::: TEXTAUSZUG :::
Polenz: Israel hat Recht auf Selbstverteidigung

Ruprecht Polenz im Gespräch mit Birgit Kolkmann |
Der CDU-Außenpolitiker Ruprecht Polenz hat Verständnis dafür geäußert, dass Israel die Raketen-Angriffe aus dem Gazastreifen auf die südliche Grenzregion beenden wolle. Allerdings glaube er nicht, dass dieses Ziel militärisch auf Dauer erreichbar sei, sagte der Vorsitzende des Auswärtigen Ausschusses im Deutschen Bundestag.
Birgit Kolkmann: Israel lässt sich nicht beirren, keine Warnung irgendeiner Regierung oder eines internationalen Gremiums wie dem UN-Sicherheitsrat wird etwas ändern an der Entschlossenheit der Regierung, den Raketenangriffen aus dem Gazastreifen ein Ende zu bereiten.
::: VORLIEGENDE ANGABEN :::
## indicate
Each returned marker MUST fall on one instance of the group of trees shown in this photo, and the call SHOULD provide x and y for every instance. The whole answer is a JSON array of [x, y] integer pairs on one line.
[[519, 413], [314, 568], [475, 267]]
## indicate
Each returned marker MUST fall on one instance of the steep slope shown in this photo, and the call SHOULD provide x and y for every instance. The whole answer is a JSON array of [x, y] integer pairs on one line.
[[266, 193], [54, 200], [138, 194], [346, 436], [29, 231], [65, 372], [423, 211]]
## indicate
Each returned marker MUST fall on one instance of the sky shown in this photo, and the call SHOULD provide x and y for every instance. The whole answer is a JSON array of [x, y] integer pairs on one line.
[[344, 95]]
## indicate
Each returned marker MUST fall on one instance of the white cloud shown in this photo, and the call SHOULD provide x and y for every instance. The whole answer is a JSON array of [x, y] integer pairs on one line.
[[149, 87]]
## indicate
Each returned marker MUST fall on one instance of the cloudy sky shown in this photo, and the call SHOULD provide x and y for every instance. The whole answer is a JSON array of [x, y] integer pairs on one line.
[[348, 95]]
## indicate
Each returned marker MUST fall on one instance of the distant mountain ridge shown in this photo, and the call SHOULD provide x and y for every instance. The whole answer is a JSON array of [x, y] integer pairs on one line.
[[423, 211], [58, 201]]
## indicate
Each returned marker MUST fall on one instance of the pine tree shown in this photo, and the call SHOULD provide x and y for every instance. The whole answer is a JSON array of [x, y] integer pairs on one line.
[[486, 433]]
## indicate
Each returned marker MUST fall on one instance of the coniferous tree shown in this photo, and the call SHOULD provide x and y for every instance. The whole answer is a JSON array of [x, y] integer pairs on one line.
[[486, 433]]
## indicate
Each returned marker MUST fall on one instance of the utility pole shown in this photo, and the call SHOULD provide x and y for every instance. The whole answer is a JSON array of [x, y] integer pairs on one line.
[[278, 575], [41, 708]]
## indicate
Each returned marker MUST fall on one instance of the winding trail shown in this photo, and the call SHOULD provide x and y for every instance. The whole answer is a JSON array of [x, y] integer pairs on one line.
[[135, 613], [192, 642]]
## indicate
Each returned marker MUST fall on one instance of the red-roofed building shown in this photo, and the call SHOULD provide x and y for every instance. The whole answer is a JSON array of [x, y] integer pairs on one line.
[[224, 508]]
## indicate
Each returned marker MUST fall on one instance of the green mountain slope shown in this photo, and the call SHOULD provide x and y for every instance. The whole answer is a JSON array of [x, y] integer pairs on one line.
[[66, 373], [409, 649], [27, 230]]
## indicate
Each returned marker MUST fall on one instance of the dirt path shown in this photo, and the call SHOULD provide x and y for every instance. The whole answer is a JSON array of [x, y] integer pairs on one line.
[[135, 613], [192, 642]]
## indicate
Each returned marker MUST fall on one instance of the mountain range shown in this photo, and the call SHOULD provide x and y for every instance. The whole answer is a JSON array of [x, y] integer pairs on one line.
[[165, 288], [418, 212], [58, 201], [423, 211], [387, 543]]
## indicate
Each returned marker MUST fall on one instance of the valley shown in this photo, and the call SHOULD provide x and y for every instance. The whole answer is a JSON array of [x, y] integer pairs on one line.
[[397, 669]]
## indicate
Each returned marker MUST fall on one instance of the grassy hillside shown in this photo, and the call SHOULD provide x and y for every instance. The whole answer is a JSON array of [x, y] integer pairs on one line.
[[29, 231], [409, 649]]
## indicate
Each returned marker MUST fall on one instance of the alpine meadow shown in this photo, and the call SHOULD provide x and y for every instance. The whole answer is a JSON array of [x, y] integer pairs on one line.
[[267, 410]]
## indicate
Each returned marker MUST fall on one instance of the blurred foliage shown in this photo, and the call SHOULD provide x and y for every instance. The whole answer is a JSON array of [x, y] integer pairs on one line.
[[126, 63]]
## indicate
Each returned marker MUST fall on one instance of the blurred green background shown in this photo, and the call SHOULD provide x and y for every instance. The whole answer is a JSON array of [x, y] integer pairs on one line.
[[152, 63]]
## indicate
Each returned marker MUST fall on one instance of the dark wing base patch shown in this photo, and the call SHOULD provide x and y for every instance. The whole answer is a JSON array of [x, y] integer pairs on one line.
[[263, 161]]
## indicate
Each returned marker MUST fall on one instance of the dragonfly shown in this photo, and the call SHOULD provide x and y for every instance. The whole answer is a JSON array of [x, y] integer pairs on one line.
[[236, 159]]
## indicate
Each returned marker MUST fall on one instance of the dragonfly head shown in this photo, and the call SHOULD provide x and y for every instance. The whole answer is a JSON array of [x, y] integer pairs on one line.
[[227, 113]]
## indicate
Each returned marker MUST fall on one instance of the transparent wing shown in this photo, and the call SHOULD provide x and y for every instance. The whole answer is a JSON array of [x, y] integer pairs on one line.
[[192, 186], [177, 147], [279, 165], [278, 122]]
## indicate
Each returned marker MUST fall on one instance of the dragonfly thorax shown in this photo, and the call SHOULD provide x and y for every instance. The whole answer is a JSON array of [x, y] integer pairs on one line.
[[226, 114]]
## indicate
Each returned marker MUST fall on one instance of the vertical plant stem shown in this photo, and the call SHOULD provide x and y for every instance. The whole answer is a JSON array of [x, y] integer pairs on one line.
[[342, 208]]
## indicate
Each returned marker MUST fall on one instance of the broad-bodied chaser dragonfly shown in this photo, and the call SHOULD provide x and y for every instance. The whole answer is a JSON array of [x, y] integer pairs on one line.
:::
▸ ZU ERLEDIGENDE AUFGABEN:
[a] Welches Amt im Deutschen Bundestag hat Ruprecht Polenz laut dem Textauszug inne?
[b] Schreiben Sie aus dem Textauszug den Abschnitt von „Polenz: Israel hat“ bis einschließlich „im Deutschen Bundestag.“ wortgetreu ab.

▸ GEORDNETE ANTWORTEN:
[a] Er ist Vorsitzender des Auswärtigen Ausschusses im Deutschen Bundestag.

[b]
Polenz: Israel hat Recht auf Selbstverteidigung

Ruprecht Polenz im Gespräch mit Birgit Kolkmann |
Der CDU-Außenpolitiker Ruprecht Polenz hat Verständnis dafür geäußert, dass Israel die Raketen-Angriffe aus dem Gazastreifen auf die südliche Grenzregion beenden wolle. Allerdings glaube er nicht, dass dieses Ziel militärisch auf Dauer erreichbar sei, sagte der Vorsitzende des Auswärtigen Ausschusses im Deutschen Bundestag.